:: Given entries ::

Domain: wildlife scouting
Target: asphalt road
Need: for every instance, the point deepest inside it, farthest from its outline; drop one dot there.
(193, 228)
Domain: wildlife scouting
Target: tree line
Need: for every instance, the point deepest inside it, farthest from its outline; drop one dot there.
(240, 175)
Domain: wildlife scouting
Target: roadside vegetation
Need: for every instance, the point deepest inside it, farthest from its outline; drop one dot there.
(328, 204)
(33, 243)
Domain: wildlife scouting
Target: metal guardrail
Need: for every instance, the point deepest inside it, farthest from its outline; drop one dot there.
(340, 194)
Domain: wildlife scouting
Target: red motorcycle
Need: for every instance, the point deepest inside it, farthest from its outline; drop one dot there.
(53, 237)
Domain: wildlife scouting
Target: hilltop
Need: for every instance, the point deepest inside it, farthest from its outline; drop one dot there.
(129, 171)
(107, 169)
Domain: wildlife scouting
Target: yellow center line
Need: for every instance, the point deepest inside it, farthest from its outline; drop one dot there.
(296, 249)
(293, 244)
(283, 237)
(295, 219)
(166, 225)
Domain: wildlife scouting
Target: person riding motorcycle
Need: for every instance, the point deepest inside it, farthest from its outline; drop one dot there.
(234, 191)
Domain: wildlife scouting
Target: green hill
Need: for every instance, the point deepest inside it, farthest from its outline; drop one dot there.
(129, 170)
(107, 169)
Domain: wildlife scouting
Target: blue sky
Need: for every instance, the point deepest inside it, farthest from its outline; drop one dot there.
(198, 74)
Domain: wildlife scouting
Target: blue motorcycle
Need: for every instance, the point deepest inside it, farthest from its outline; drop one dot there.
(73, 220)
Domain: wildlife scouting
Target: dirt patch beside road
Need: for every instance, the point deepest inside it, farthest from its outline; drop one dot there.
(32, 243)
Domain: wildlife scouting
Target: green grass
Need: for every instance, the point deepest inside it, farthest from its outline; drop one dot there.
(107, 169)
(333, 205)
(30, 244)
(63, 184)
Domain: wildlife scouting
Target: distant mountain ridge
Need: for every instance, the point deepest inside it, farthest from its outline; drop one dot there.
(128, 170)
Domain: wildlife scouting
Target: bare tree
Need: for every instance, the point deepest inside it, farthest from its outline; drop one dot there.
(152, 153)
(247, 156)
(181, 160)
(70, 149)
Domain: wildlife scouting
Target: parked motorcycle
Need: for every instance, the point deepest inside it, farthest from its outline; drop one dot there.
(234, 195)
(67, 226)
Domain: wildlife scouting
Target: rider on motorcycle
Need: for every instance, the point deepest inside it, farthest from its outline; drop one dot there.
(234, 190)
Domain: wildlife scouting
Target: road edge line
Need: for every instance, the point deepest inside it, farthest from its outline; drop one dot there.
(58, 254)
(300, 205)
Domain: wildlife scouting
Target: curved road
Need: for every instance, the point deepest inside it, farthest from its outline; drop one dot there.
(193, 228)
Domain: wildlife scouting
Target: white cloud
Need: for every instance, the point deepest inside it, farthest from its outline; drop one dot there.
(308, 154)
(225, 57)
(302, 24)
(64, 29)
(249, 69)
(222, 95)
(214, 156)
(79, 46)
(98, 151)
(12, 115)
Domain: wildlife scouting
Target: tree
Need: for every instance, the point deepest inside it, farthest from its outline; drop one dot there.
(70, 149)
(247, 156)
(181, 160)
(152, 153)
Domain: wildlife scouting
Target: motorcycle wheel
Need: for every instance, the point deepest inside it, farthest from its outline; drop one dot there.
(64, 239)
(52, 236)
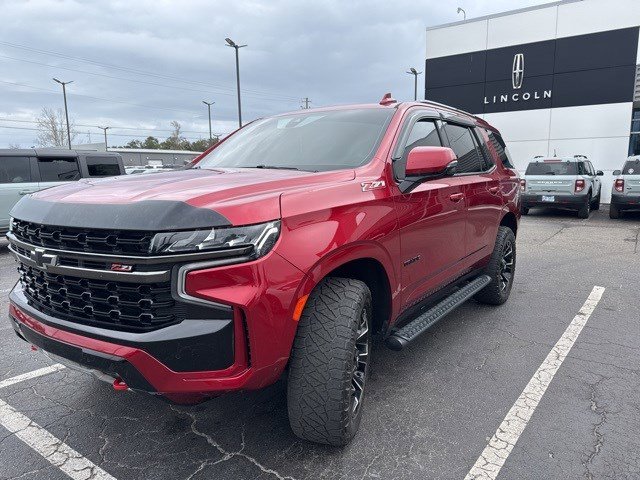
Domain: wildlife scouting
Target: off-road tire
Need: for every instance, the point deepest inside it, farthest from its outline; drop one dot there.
(585, 210)
(614, 212)
(321, 389)
(495, 293)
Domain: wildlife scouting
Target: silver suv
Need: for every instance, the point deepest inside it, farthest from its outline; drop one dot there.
(565, 183)
(625, 195)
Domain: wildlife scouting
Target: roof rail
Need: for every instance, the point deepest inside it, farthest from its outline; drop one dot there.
(437, 104)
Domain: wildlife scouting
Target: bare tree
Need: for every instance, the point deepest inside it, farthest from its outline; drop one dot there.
(53, 130)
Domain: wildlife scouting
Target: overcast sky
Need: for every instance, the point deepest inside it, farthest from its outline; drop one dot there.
(139, 64)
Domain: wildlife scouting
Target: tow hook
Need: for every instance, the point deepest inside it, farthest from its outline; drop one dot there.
(118, 384)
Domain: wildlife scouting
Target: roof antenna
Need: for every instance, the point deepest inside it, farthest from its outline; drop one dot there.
(387, 99)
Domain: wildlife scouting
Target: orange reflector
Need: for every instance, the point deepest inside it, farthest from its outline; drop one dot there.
(297, 312)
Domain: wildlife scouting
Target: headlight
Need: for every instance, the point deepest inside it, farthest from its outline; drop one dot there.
(261, 237)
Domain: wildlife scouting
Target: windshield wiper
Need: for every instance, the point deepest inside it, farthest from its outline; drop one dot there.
(276, 167)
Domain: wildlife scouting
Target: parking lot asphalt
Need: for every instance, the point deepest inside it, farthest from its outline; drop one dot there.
(431, 409)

:::

> Try it: Repeat the records above exactly. No pictures go into the repeat.

> Result of this exercise:
Domain: wildlife scouting
Target: asphalt road
Need: for every instance, the point deepest inside it, farthest from its outline; drop one dot there.
(193, 228)
Domain: wildlife scouting
Target: tree line
Need: for every instance, the point deepest inside it, farthest from its outline; drop one dot there.
(240, 175)
Domain: wildlife scouting
Target: roadside vegetation
Need: for every instance, the point deepest inside it, farthest from its outline; drop one dot there.
(328, 204)
(33, 243)
Domain: wildlife scouting
Target: metal guardrail
Need: for every instance, the point deepest inside it, farthest from its outline; drop one dot there.
(340, 194)
Domain: wildlife scouting
Target: red motorcycle
Need: for every instance, the point deepest inside it, farthest from its outline; drop one dot there.
(53, 237)
Domain: wildlife scouting
Target: hilltop
Need: for every instance, the point deepest inside it, farthest from its outline; drop one dot there.
(129, 171)
(107, 169)
Domain: wildlife scouting
Target: yellow center line
Need: for every instance, the point deepest inside it, farthest from its outline; drop one dot there.
(296, 249)
(293, 244)
(283, 237)
(295, 219)
(166, 225)
Domain: wildlife scouting
Target: person riding motorcycle
Need: for every instance, the point deepest inside it, farthest from its outline; drop one dot there.
(234, 191)
Domain: wildlife scouting
Target: green hill
Need: for every instance, the point deepest inside it, farthest from its outline; drop one dot there.
(129, 170)
(107, 169)
Domain: wildlife scouting
Target: blue sky
Need: for every instance, the point deepest inside it, farthest from its outline; drop one dot there.
(198, 74)
Domain: wildlife scouting
Target: blue motorcycle
Need: for every instance, the point deepest inside it, farthest from its outline; drop one dot there.
(73, 220)
Domain: wildlife scouting
Target: dirt patch beside road
Need: for every instance, the point deepest inside it, farthest from its outline; drop one dot there.
(32, 243)
Domain: wildlife scouting
Target: green grass
Need: for every instance, the point deepest inside it, farthest from its outline; drop one dot there.
(107, 169)
(333, 205)
(30, 244)
(63, 184)
Domain: wildlife scouting
Target: distant mountain ridge
Need: for every instance, the point deepest inside it, farthest from its outline; drop one dot there.
(128, 170)
Domain: wildlife scouting
Target: bare tree
Need: for every instance, the point deepest inside it, farthest from its outline; drop one dot there.
(152, 153)
(247, 156)
(181, 160)
(70, 149)
Domain: wildlife scouting
Target: parked motorcycle
Need: for every instance, the point deepest inside it, farthest from its outline; drop one dot there.
(234, 195)
(67, 226)
Domain: wildlife scouting
Target: rider on motorcycle
Need: for every instance, the point deepest inside it, farthest from its outline; drop one dot there.
(234, 190)
Domain: wildlife scouting
Target: road edge line
Need: for every instance, the point deepest inside it, farthest from its outline; drop one dot there.
(58, 254)
(300, 205)
Domain: wildlife scouting
Target: curved road
Need: for every instance, the point deepest inside it, farthest from its outline; drop one dot there.
(193, 228)
Domain: wildlife scouting
Target: white cloud
Need: for every instance, the point deepest inside it, farthest from its outline; drop one dot there.
(308, 154)
(225, 57)
(302, 24)
(64, 29)
(249, 69)
(222, 95)
(214, 156)
(79, 46)
(98, 151)
(12, 115)
Domain: wildlife scouting
Target: tree
Need: for every instance, the point deepest inside it, farthest from its outline; drop one dot there.
(70, 149)
(247, 156)
(181, 160)
(152, 153)
Domain: wildlife scouting
Target: motorcycle wheel
Need: for every instance, the point deepest inside it, farthest from its outline; drop one dot there.
(64, 239)
(52, 236)
Domain: wildlife scouting
Target: off-road tire
Need: for every instance, the point deepest inside it, farthest from its outline; drop one dot there.
(585, 210)
(614, 212)
(321, 389)
(495, 293)
Domain: wildlife scouting
Target: silver suv
Need: for every instance, the point deepest inside it, farthest from its outline; drop one dot there.
(565, 183)
(625, 195)
Domain: wildlife scouting
Target: roof rail
Need: for every instance, the point deepest inside it, farthest from its outline; drop one dot there.
(437, 104)
Domain: wildlife scouting
Target: bare tree
Need: for every instance, the point deepest inside it, farthest from its outline; drop one dot there.
(53, 130)
Domain: wildlife scouting
Target: overcast sky
Need: for every instance, the point deepest inside it, farthest from its outline; drop one dot there.
(139, 64)
Domain: wildlife scouting
Target: tow hook
Need: for every instance, the point deepest inside it, farthest from its outline; drop one dot there.
(118, 384)
Domain: wildlife scouting
Target: roof antenna
Need: for every instance, the point deepest inside it, farthest from its outline; drop one dot there.
(387, 99)
Domain: wildlife scouting
Target: orange reflector
Need: for every instance, the point deepest inside it, farthest from its outline; drop one dot there.
(297, 312)
Domain: wildlife scouting
Target: headlight
Need: for every instance, the point deepest inside it, farthest from its outline; drop one dot there.
(261, 237)
Domain: wildlife scouting
Target: windshield wiper
Need: for every instance, the point deepest inside it, farthest from its outline; drop one dot there.
(276, 167)
Domain: wildlife scouting
Target: parking lot asphalt
Need: for every instance, the point deepest inside it, farthest from its outline; drop one dot there.
(431, 409)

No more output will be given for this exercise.